*** Passage shown ***
Bias, Censorship, and Ideological Alignment

  • Several comments contrast:
    • Chinese models that hard‑censor topics like Tiananmen or criticism of the CCP.
    • U.S. models that refuse various political/NSFW topics or embed liberal‑democratic assumptions, but are not legally required to praise a ruling party.
  • Some argue any state will eventually tune models for ideological or strategic purposes; the real defense is plurality of models and user awareness, not trusting one side.

Open-Weight vs Closed and Geopolitical Context

  • Many see DeepSeek and other Chinese open‑weight models as crucial for academia, startups, and non‑U.S. regions, given U.S. labs’ high prices and strict API control.
  • There’s frustration that a rare high‑quality open‑weight release is being framed primarily as a security problem instead of a public‑goods advance.
  • Others note that “open weights” ≠ full transparency: training data, filters, and potential backdoors remain hard to inspect.
*** End of Passage shown ***
Work to complete:
A. Using the summary on model bias and open weights, answer each question:
(i) Which topics are Chinese models said to hard-censor?
(ii) According to some commenters, what is the real defense against states tuning models for ideological or strategic purposes?
(iii) Which things remain hard to inspect even when weights are open?
B. Continue the summary on model bias and open weights from the point where it stops.
The listing that comes after is not needed for any of this work.
*** Data extract ***
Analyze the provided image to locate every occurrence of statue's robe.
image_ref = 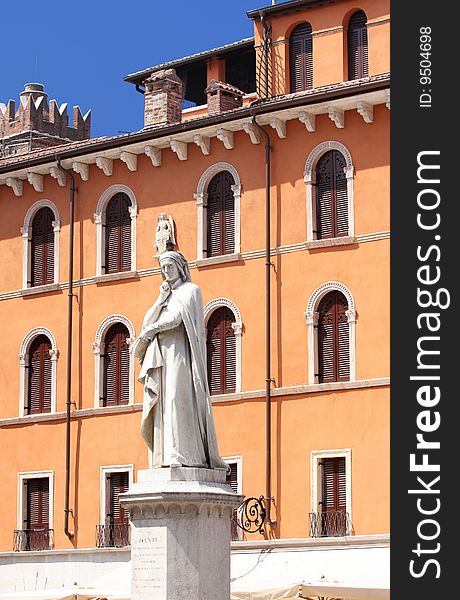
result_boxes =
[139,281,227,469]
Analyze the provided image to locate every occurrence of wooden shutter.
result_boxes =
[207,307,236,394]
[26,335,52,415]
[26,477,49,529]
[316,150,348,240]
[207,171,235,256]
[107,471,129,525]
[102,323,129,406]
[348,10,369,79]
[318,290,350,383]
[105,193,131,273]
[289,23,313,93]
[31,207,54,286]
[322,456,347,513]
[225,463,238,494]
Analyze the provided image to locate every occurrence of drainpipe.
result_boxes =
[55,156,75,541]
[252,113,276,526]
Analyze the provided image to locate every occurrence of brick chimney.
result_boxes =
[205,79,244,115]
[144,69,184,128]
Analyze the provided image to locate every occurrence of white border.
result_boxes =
*** End of Data extract ***
Responses:
A.
(i) Tiananmen and criticism of the CCP.
(ii) A plurality of models and user awareness, rather than trusting one side.
(iii) Training data, filters, and potential backdoors.

B.
Trust in Governments, Double Standards, and Whataboutism

  • Long subthreads debate:
    • Whether distrust of the CCP without equal criticism of U.S. abuses is rational or hypocritical.
    • Whether U.S. agencies routinely act beyond legal authority, making “they can’t legally do that” arguments weak.
    • Whether the DeepSeek report is genuine security work distorted by a politicized AI agency under the current administration, versus straightforward Sinophobic propaganda.
  • Some point out that both U.S. and Chinese establishments have strong incentives to weaponize LLMs and narratives; focusing exclusively on one side’s abuses is seen as naïve.